◆ **Goal of the exercise**
Rewrite these lines with "limestone rock" changed to "sandstone boulder" everywhere and nothing else altered, leaving out the picture.

========

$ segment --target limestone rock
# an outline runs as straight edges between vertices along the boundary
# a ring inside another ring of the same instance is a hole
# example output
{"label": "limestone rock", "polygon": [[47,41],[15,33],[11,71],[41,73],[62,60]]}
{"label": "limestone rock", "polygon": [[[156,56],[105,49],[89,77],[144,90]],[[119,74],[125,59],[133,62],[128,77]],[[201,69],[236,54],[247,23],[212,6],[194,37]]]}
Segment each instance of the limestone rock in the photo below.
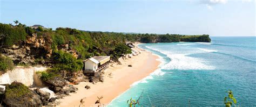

========

◆ **Result of this task**
$ segment --target sandstone boulder
# an outline runs as straight edges between vertices along the boundary
# a ring inside another ring of the same instance is a hole
# example output
{"label": "sandstone boulder", "polygon": [[47,41],[15,33],[11,71],[41,73],[62,60]]}
{"label": "sandstone boulder", "polygon": [[[156,56],[105,49],[89,77],[144,90]],[[119,74],[125,59],[133,62],[128,77]],[[201,69],[236,54],[247,23],[212,6],[194,37]]]}
Segment each instance of the sandstone boulder in the photo below.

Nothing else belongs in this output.